■ Stored entries:
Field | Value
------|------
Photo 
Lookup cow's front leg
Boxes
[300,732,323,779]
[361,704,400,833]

---

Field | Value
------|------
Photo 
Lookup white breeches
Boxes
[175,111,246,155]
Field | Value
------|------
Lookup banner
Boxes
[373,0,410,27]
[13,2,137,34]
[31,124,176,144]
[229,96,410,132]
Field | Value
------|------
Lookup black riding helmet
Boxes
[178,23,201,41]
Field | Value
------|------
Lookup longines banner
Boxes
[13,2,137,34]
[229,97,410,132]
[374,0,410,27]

■ DIRECTIVE:
Tally how many lines of the records contain the string "banner". Reply with only the number.

■ ANSWER TO THE PROBLEM:
2